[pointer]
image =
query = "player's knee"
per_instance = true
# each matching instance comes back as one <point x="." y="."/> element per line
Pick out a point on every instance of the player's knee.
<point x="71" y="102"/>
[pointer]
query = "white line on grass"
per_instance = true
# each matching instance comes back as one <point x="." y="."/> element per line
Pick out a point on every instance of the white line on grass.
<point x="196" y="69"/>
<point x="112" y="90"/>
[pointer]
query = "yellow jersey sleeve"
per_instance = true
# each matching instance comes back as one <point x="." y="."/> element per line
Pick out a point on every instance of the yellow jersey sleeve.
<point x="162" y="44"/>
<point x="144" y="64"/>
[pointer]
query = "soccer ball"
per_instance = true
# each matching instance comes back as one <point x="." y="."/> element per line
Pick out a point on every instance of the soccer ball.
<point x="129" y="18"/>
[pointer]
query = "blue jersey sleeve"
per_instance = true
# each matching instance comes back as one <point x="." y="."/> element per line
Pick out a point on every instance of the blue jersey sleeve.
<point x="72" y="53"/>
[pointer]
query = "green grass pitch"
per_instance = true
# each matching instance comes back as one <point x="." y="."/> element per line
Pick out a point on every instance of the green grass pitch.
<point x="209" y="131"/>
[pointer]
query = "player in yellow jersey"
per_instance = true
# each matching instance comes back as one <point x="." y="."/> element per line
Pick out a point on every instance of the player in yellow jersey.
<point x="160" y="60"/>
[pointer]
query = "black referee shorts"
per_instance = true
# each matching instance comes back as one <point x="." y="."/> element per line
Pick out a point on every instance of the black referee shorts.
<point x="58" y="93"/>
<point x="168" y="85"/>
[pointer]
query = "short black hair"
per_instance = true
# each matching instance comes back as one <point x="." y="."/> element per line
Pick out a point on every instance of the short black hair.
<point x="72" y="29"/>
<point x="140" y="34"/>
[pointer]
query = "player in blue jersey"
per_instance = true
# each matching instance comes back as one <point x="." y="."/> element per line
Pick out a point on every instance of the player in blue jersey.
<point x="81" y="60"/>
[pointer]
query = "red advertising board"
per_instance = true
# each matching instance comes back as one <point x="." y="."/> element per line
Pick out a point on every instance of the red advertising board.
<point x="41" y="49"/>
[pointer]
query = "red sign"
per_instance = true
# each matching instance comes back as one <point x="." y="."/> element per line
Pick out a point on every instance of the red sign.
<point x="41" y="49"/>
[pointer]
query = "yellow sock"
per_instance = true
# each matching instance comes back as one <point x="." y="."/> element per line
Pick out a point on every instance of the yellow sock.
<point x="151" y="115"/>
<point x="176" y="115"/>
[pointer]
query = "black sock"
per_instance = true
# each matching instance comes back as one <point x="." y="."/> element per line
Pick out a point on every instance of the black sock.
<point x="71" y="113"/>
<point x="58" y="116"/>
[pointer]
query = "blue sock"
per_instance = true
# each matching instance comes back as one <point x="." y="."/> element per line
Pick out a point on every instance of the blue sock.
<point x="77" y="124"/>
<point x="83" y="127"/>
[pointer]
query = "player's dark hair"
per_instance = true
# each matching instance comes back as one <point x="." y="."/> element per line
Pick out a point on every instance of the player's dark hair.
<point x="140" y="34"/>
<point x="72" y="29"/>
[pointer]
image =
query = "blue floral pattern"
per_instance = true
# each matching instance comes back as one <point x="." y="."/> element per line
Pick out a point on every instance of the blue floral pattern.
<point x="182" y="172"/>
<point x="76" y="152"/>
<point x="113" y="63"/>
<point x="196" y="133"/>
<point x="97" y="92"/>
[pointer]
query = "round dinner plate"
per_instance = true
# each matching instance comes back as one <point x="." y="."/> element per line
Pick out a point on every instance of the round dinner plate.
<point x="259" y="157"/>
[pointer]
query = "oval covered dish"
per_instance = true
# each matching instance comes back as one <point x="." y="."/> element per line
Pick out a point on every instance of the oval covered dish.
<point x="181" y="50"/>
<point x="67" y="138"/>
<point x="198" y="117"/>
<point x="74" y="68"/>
====
■ WHAT YOU ARE ASKED TO DO: From the records above, please extract every line and repeat it exactly.

■ FINAL RESULT:
[pointer]
image =
query = "player's knee"
per_instance = true
# each matching instance comes back as one <point x="." y="."/> element per line
Pick out a point on every instance of the player's knee.
<point x="71" y="102"/>
[pointer]
query = "white line on grass"
per_instance = true
# each matching instance comes back as one <point x="." y="."/> element per line
Pick out a point on every instance of the white line on grass.
<point x="196" y="69"/>
<point x="112" y="90"/>
[pointer]
query = "yellow jersey sleeve"
per_instance = true
# each matching instance comes back as one <point x="." y="."/> element per line
Pick out a point on every instance of the yellow jersey sleeve.
<point x="162" y="44"/>
<point x="144" y="64"/>
[pointer]
query = "soccer ball"
per_instance = true
# each matching instance comes back as one <point x="." y="."/> element per line
Pick out a point on every instance of the soccer ball.
<point x="129" y="18"/>
[pointer]
query = "blue jersey sleeve"
per_instance = true
# each matching instance comes back as one <point x="." y="."/> element per line
Pick out a point on every instance of the blue jersey sleeve.
<point x="72" y="53"/>
[pointer]
query = "green grass pitch"
per_instance = true
# each matching instance comes back as one <point x="." y="."/> element per line
Pick out a point on every instance of the green grass pitch.
<point x="209" y="131"/>
[pointer]
query = "player in yellow jersey"
per_instance = true
# each matching instance comes back as one <point x="." y="."/> element per line
Pick out a point on every instance of the player in yellow jersey.
<point x="160" y="60"/>
[pointer]
query = "black referee shorts"
per_instance = true
# each matching instance comes back as one <point x="." y="."/> element per line
Pick out a point on every instance of the black referee shorts.
<point x="58" y="93"/>
<point x="168" y="85"/>
[pointer]
query = "short black hair"
per_instance = true
# each matching instance comes back as one <point x="." y="."/> element per line
Pick out a point on every instance of the short black hair.
<point x="72" y="29"/>
<point x="140" y="34"/>
[pointer]
query = "player in blue jersey"
per_instance = true
# each matching instance comes back as one <point x="." y="."/> element per line
Pick out a point on every instance of the player in blue jersey.
<point x="81" y="60"/>
[pointer]
query = "red advertising board"
per_instance = true
# each matching instance comes back as one <point x="." y="."/> element per line
Pick out a point on every instance of the red advertising board.
<point x="41" y="49"/>
[pointer]
query = "red sign"
per_instance = true
# each matching instance comes back as one <point x="." y="."/> element per line
Pick out a point on every instance of the red sign.
<point x="41" y="49"/>
[pointer]
query = "yellow sock"
per_instance = true
# each matching instance comes back as one <point x="." y="."/> element per line
Pick out a point on every instance of the yellow sock.
<point x="151" y="115"/>
<point x="176" y="115"/>
[pointer]
query = "black sock"
per_instance = true
# each matching instance comes back as one <point x="." y="."/> element per line
Pick out a point on every instance of the black sock.
<point x="71" y="113"/>
<point x="58" y="116"/>
[pointer]
query = "blue sock"
per_instance = true
# each matching instance comes back as one <point x="." y="."/> element per line
Pick out a point on every instance of the blue sock.
<point x="77" y="124"/>
<point x="83" y="127"/>
[pointer]
query = "player's dark hair"
per_instance = true
# each matching instance comes back as one <point x="." y="."/> element per line
Pick out a point on every instance of the player's dark hair.
<point x="140" y="34"/>
<point x="72" y="29"/>
[pointer]
image =
query = "blue floral pattern"
per_instance = true
# each matching instance comes back as one <point x="." y="."/> element per line
Pick out a point on every instance of the blue floral pattern.
<point x="182" y="172"/>
<point x="76" y="152"/>
<point x="113" y="63"/>
<point x="196" y="133"/>
<point x="97" y="92"/>
[pointer]
query = "round dinner plate"
per_instance = true
# each matching instance comes back as one <point x="." y="."/> element per line
Pick out a point on every instance of the round dinner plate.
<point x="259" y="157"/>
[pointer]
query = "oval covered dish"
per_instance = true
# each matching instance comes back as one <point x="." y="."/> element per line
Pick out a point on every instance of the oval covered dish.
<point x="181" y="50"/>
<point x="67" y="138"/>
<point x="198" y="117"/>
<point x="74" y="68"/>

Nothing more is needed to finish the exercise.